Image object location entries

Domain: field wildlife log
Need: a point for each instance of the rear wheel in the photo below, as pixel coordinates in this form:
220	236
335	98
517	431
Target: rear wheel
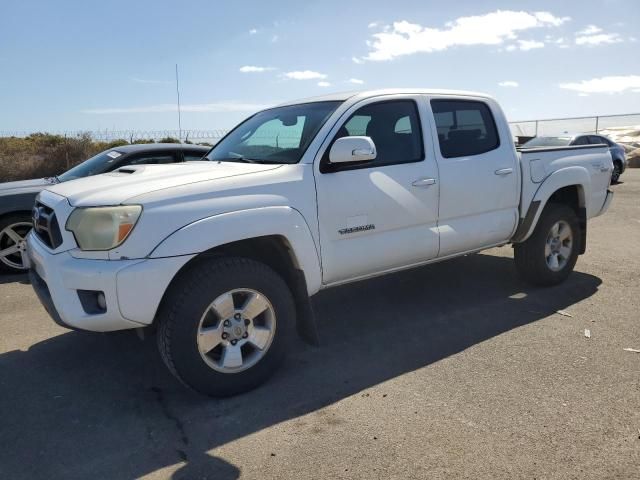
549	255
226	326
13	243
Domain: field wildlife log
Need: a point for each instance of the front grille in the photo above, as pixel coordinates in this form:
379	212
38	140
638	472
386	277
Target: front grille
45	224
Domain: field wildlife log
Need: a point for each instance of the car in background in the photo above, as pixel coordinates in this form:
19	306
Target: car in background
616	150
17	198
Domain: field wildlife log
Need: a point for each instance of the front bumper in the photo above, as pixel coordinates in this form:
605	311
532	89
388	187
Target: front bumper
132	289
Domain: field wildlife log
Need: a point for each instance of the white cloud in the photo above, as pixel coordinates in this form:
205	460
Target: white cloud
598	39
255	69
611	84
589	30
150	82
529	44
305	75
229	106
405	38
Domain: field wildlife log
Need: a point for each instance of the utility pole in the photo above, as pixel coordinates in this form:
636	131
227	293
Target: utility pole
178	95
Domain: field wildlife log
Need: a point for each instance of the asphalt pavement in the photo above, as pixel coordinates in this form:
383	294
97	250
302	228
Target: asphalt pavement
454	370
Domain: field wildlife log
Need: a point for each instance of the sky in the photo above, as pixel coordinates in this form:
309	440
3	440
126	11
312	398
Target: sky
81	65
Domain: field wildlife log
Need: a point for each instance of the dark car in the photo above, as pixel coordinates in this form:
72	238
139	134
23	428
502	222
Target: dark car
616	150
17	198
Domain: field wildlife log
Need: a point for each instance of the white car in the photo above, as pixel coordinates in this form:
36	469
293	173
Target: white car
223	255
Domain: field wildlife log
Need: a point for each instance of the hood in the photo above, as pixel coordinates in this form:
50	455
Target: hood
128	182
23	186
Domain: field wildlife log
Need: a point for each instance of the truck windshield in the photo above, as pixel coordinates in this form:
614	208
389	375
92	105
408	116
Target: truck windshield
548	142
278	135
100	163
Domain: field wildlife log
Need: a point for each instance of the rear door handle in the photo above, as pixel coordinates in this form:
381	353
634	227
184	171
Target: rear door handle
424	182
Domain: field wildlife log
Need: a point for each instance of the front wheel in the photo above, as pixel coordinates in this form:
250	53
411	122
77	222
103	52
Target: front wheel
226	325
13	243
549	255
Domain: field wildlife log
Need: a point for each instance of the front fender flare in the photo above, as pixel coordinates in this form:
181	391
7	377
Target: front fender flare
217	230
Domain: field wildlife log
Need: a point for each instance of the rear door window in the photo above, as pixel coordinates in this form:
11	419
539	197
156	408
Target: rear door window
394	127
465	127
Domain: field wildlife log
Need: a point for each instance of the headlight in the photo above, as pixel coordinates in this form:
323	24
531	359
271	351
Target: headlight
102	228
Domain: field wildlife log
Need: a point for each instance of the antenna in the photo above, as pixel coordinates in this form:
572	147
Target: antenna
178	94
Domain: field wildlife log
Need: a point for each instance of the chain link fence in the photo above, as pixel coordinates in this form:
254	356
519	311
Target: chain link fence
195	136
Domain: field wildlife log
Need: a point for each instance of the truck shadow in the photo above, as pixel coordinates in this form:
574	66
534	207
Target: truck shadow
86	405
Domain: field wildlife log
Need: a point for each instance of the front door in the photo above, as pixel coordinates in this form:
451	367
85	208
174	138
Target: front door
479	174
382	214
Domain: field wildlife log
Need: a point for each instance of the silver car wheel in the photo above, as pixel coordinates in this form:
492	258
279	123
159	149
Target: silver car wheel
236	330
558	246
13	245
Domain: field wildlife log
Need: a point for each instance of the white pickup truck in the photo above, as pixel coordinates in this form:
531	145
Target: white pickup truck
223	255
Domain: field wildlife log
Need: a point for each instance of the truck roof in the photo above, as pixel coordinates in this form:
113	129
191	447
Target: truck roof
361	94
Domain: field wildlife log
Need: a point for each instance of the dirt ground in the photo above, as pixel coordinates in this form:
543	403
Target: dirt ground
456	370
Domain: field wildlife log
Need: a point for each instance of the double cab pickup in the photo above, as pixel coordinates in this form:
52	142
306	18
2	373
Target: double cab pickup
222	255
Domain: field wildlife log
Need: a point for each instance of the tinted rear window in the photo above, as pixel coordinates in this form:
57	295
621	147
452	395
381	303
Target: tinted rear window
548	142
464	127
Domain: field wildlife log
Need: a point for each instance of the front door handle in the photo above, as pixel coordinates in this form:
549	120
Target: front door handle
424	182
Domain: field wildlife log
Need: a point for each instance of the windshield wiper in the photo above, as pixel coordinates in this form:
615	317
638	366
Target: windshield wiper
244	160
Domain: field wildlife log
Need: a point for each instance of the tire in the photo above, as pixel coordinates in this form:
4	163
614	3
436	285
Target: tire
13	233
617	171
192	319
531	256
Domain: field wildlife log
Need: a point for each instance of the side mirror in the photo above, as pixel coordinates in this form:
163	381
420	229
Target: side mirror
352	149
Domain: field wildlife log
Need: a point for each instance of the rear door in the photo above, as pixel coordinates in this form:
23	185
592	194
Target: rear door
161	156
479	174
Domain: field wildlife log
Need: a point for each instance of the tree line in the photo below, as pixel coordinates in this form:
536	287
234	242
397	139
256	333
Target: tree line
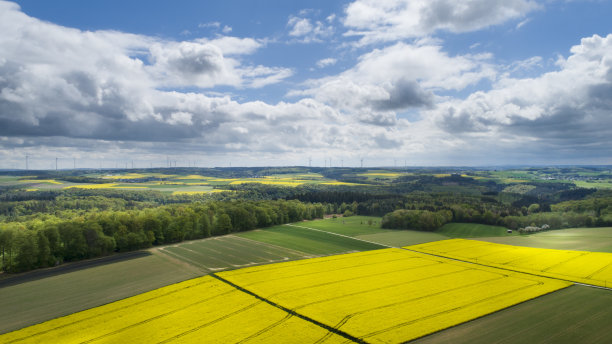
50	240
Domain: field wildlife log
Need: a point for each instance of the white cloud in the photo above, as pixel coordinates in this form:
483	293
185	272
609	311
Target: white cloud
389	20
307	30
210	24
299	26
330	61
563	112
398	77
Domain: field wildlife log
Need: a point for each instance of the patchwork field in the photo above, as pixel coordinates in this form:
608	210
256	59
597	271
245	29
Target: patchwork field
202	309
579	239
578	266
473	230
368	228
576	314
309	241
388	295
36	297
229	252
39	297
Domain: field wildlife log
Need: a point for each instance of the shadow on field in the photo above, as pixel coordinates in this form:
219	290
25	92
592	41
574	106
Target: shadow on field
14	279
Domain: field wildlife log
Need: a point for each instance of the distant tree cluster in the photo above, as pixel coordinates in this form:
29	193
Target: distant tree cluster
51	240
416	219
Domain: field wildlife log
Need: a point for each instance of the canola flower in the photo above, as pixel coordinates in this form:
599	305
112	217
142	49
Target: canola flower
380	296
193	176
198	192
38	181
199	310
92	186
342	183
381	174
578	266
269	182
390	295
127	176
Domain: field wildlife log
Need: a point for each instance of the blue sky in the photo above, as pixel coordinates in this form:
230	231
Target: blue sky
478	82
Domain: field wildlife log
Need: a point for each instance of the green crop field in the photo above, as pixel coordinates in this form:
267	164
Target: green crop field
399	238
229	252
573	315
472	230
34	299
580	239
351	226
359	227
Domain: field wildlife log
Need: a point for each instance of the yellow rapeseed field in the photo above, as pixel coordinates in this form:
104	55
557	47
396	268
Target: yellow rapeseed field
37	181
269	182
340	183
578	266
381	174
202	310
390	295
92	186
194	176
127	176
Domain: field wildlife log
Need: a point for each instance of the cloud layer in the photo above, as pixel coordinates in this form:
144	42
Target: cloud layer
107	94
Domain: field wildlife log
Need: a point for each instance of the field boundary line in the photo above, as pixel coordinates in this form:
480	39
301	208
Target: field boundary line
292	312
507	269
342	235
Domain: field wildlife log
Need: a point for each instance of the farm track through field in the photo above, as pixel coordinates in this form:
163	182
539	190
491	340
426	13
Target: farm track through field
292	312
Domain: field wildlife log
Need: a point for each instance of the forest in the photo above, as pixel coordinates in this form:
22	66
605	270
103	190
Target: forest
48	227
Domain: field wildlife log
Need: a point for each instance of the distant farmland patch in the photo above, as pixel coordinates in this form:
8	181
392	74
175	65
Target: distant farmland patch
389	295
229	252
578	266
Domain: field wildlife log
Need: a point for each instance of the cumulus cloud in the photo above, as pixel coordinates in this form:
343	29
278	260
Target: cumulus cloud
564	110
330	61
398	77
307	30
381	21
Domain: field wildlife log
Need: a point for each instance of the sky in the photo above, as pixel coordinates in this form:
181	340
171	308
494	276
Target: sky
108	83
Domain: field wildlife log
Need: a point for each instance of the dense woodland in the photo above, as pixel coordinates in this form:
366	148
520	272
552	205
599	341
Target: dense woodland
46	228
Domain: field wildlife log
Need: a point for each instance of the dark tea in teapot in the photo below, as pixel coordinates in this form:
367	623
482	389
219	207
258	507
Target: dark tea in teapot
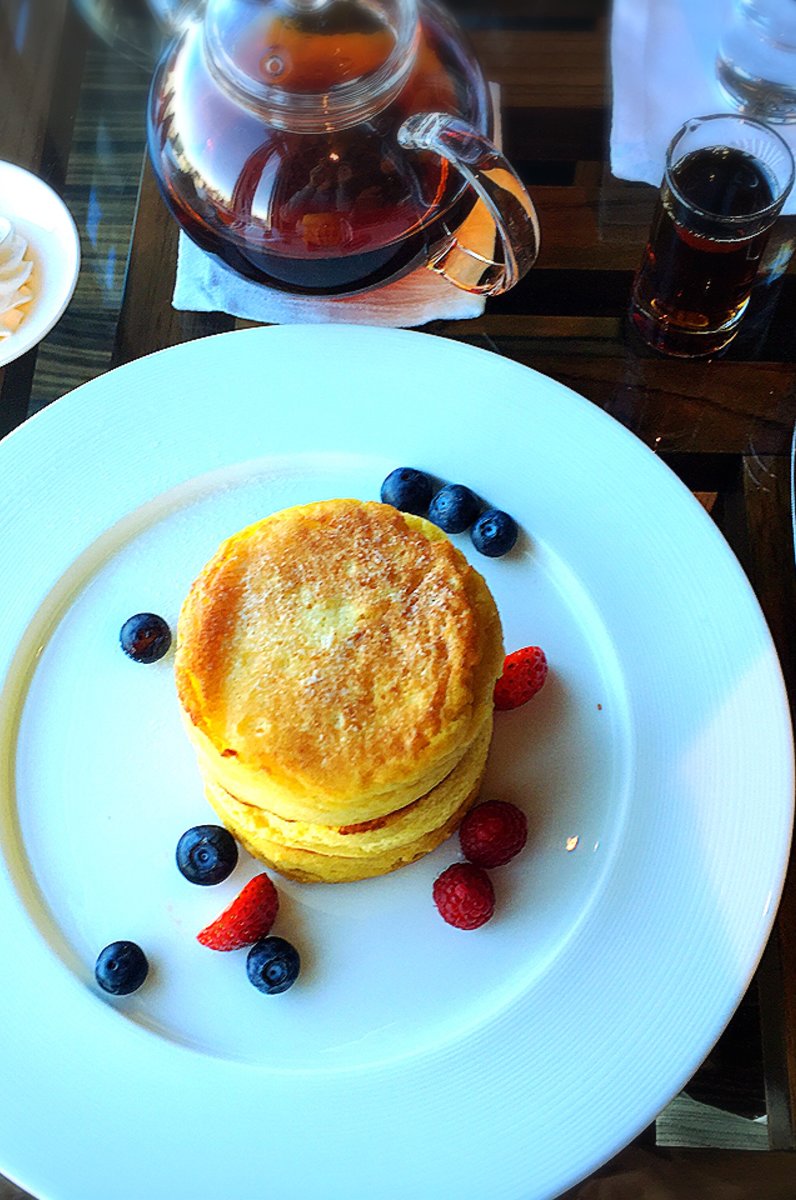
313	202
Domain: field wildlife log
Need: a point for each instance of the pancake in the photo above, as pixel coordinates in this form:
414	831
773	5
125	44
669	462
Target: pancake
311	867
367	838
335	661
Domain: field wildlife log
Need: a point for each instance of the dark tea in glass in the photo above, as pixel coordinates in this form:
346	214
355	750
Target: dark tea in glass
725	181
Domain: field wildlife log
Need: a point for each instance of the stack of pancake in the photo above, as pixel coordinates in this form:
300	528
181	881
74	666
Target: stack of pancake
335	665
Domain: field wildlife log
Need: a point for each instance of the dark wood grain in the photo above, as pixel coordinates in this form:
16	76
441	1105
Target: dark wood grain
148	322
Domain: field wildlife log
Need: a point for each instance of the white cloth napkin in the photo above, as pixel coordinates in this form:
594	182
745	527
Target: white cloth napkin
663	66
203	285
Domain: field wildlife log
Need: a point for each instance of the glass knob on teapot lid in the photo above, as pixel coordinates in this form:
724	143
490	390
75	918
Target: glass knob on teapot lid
311	65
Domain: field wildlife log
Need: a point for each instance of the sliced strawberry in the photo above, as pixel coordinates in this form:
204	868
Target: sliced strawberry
246	919
524	673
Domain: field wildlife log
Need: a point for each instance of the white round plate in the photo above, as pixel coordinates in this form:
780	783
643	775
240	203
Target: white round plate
410	1059
40	215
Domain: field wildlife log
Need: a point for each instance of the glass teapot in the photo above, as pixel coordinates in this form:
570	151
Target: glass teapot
328	147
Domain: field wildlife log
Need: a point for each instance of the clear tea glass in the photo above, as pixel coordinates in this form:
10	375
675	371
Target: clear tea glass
725	181
756	59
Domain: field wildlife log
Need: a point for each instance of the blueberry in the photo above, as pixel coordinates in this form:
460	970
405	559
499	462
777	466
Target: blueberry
121	967
273	965
207	855
494	533
454	508
408	490
145	637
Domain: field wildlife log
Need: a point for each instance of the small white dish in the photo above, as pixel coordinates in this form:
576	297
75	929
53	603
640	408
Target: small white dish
42	219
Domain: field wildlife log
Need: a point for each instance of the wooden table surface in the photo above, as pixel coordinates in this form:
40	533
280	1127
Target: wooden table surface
72	111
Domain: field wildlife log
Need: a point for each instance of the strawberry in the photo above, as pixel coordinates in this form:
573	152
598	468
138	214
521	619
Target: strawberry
246	919
524	673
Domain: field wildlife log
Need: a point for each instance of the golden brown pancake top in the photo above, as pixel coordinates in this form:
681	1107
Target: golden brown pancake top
340	646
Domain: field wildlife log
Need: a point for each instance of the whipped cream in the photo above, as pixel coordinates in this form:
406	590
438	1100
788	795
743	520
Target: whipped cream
15	275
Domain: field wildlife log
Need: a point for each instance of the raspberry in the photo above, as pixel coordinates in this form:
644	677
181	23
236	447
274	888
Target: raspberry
492	833
524	673
465	897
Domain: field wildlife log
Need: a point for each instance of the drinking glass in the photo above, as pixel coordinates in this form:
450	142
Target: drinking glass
725	181
756	59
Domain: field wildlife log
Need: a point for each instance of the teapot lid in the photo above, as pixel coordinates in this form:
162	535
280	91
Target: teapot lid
311	65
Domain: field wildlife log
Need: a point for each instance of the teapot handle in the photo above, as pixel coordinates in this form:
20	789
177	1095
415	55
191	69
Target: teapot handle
494	249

What is asked: How many lines in the material above contain the string "roof"? Reply with the number alone.

Full answer: 2